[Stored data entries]
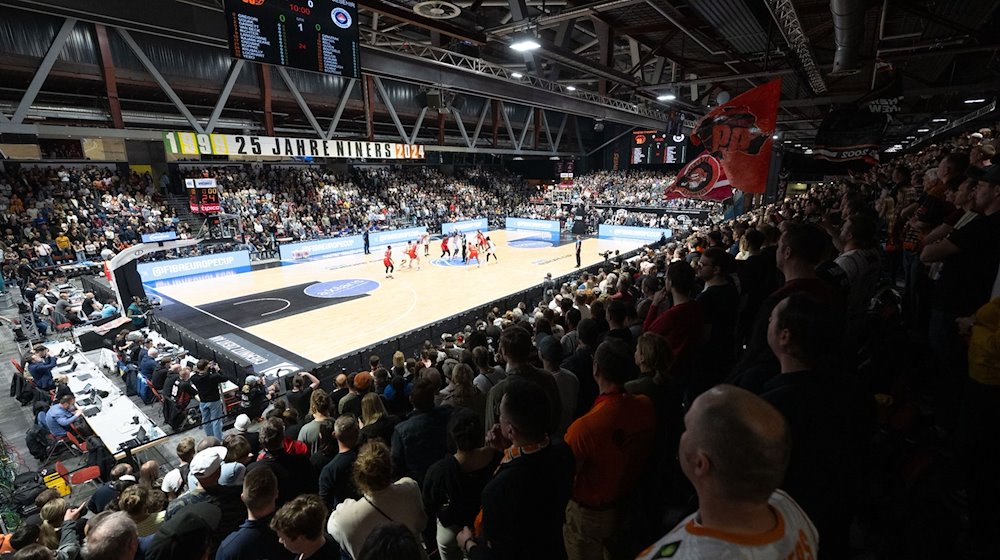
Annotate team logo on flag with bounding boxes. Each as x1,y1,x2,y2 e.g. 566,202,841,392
331,8,352,29
666,79,781,199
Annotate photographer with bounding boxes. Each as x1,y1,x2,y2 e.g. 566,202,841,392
126,296,146,328
191,359,231,439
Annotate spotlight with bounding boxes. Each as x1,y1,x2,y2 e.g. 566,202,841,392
931,118,947,122
511,72,523,79
510,37,541,52
964,98,987,104
917,128,930,133
566,86,576,91
657,93,676,101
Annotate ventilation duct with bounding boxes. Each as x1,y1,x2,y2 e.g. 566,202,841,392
830,0,865,76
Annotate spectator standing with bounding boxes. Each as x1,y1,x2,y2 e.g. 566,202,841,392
216,466,295,560
423,408,499,560
693,248,739,396
562,339,656,560
643,261,704,385
271,496,340,560
166,447,247,547
191,360,230,440
160,437,196,500
247,418,316,506
81,512,137,560
318,415,361,511
327,441,427,559
636,385,817,560
761,293,872,558
484,326,562,437
358,393,399,447
457,379,575,560
391,378,452,487
537,335,579,437
286,372,321,420
297,389,332,454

- [WHAT TO DO]: Repeat only the tail of the entries, exactly: the line containing "Annotate spectator standing" and every line after it, to the end.

- [OUTPUT BELOW]:
Annotate spectator standing with bounding boxes. Each as x1,y1,x2,y2 e.g. 566,202,841,392
216,466,295,560
423,408,499,560
693,248,739,396
562,339,656,560
643,261,704,385
271,496,340,560
166,447,247,547
191,360,230,440
160,437,196,500
247,418,316,506
81,512,137,560
318,415,361,511
327,441,427,559
636,385,817,560
761,293,872,558
484,326,562,437
358,393,399,447
457,379,575,560
391,378,452,487
537,335,579,437
286,372,321,420
297,389,332,454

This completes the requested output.